Exercise task: Please find every line in the items below that contains the string "thin", and copy each of those lines. Matching is case-sensitive.

Supplied entries:
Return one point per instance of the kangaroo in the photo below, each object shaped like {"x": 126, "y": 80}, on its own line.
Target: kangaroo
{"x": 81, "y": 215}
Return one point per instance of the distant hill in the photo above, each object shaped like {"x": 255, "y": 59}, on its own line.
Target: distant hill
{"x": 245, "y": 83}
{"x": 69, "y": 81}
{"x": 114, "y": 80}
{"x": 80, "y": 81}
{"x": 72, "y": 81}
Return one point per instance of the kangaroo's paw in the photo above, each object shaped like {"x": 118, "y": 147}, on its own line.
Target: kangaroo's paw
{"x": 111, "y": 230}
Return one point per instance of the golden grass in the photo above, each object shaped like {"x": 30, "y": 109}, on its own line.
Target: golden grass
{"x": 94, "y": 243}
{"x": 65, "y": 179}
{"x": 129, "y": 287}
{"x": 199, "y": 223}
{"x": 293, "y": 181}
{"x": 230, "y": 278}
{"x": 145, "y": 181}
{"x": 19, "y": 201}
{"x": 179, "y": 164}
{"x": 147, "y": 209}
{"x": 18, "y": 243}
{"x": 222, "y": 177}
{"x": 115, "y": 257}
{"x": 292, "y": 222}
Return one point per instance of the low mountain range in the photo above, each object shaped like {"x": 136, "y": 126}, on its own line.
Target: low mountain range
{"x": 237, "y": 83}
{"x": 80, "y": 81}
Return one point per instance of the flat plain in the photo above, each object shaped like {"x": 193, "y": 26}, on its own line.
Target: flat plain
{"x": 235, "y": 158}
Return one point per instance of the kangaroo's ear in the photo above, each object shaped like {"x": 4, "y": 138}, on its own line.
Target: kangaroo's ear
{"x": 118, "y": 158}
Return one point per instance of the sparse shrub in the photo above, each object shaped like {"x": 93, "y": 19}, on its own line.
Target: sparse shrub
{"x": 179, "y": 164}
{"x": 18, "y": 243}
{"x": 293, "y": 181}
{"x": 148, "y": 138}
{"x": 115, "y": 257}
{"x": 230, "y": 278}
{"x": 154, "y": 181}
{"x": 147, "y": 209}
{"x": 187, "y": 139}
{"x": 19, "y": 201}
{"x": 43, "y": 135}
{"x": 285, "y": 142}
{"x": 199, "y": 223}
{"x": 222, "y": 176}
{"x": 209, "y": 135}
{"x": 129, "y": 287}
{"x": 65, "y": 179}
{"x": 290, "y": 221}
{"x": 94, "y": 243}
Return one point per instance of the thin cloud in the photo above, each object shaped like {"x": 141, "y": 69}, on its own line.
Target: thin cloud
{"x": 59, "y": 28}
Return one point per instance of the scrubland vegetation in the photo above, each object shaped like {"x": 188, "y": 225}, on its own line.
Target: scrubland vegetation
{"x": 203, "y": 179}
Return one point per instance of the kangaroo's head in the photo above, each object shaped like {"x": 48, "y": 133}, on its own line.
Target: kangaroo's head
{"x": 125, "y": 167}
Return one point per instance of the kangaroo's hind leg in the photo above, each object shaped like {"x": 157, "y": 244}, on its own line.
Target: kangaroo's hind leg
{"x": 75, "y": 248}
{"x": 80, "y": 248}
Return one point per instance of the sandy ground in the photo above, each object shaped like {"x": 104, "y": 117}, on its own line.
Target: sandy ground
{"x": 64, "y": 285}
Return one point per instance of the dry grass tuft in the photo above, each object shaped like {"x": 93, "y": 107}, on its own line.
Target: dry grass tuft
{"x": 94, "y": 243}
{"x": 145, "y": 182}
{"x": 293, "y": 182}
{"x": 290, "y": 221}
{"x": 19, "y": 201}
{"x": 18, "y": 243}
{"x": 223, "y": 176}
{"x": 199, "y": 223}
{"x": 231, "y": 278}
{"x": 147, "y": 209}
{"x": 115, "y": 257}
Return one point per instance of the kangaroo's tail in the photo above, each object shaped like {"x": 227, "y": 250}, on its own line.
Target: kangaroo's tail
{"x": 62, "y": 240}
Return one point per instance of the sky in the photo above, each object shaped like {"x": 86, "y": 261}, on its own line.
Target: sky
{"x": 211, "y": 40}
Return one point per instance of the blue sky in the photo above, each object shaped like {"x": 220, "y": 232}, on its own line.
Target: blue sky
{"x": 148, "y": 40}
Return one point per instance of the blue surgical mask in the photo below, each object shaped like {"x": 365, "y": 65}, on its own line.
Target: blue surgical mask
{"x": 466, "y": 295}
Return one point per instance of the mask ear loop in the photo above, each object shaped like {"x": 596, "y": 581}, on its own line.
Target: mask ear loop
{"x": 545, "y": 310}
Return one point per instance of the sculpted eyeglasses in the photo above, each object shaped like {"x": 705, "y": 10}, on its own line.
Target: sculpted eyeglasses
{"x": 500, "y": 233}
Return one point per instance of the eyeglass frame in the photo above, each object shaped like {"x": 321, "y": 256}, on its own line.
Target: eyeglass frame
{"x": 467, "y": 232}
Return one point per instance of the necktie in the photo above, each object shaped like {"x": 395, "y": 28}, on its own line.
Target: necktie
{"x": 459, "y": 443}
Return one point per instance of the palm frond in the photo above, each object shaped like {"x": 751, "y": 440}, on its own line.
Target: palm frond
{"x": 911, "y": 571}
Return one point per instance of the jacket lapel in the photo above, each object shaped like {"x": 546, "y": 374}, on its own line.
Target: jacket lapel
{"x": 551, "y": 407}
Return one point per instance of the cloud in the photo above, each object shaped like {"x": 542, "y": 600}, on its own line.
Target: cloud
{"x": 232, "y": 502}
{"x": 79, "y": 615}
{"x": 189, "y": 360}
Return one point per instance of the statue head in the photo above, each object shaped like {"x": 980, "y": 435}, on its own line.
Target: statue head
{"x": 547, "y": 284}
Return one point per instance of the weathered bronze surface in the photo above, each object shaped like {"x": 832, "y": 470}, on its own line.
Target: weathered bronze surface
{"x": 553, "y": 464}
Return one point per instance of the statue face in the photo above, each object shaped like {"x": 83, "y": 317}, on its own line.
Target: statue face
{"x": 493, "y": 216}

--

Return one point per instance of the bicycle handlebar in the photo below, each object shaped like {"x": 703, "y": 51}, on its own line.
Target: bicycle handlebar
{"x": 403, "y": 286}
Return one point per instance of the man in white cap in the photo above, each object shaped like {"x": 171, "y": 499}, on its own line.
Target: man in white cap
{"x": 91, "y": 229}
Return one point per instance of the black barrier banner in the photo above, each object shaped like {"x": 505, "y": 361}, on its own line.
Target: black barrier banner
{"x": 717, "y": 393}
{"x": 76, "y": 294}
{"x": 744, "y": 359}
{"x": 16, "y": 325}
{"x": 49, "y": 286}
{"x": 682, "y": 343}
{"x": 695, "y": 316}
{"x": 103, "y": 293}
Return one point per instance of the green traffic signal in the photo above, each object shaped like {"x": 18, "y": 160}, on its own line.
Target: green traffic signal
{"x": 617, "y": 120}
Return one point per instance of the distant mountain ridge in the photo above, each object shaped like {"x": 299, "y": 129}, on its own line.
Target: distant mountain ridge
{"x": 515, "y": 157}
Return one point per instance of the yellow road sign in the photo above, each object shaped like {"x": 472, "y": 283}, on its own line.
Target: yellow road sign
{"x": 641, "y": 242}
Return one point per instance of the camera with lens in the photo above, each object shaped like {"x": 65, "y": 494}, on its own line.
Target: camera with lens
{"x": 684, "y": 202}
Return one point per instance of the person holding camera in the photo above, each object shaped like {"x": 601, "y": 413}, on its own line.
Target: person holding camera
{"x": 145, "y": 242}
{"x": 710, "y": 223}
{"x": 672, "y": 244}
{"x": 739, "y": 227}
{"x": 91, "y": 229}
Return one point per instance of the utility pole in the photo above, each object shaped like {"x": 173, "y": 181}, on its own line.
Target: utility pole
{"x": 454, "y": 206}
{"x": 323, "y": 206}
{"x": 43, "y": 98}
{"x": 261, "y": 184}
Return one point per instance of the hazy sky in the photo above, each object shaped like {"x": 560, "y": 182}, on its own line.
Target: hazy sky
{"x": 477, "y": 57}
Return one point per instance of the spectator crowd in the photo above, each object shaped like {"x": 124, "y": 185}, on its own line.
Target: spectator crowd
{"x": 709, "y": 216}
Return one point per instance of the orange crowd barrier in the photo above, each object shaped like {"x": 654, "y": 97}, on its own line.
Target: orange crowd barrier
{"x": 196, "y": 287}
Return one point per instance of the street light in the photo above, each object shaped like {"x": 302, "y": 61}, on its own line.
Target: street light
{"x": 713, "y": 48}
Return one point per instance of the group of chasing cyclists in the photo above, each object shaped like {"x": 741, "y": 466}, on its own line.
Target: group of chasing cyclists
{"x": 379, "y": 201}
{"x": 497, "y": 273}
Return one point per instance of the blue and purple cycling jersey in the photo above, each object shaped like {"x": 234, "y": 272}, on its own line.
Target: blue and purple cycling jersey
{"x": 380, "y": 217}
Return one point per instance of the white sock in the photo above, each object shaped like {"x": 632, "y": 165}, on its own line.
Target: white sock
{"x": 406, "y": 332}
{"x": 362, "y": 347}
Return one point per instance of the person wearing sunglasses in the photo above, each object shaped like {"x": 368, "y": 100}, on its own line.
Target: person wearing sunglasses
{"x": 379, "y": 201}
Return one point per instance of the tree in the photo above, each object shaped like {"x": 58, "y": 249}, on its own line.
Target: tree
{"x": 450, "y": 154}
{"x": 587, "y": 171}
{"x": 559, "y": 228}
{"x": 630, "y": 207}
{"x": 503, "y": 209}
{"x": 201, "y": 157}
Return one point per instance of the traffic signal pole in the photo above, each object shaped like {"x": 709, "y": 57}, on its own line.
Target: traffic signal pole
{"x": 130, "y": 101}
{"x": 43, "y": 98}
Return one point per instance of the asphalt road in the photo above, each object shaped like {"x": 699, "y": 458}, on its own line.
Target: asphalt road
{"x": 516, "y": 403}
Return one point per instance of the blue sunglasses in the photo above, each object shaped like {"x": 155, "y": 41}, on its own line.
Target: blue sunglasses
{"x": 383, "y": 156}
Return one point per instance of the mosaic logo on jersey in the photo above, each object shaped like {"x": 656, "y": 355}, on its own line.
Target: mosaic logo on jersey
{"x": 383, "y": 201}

Finished exercise:
Return one point per instance of the thin cloud in the photo above, each object shaped like {"x": 141, "y": 69}, on its own line.
Target: thin cloud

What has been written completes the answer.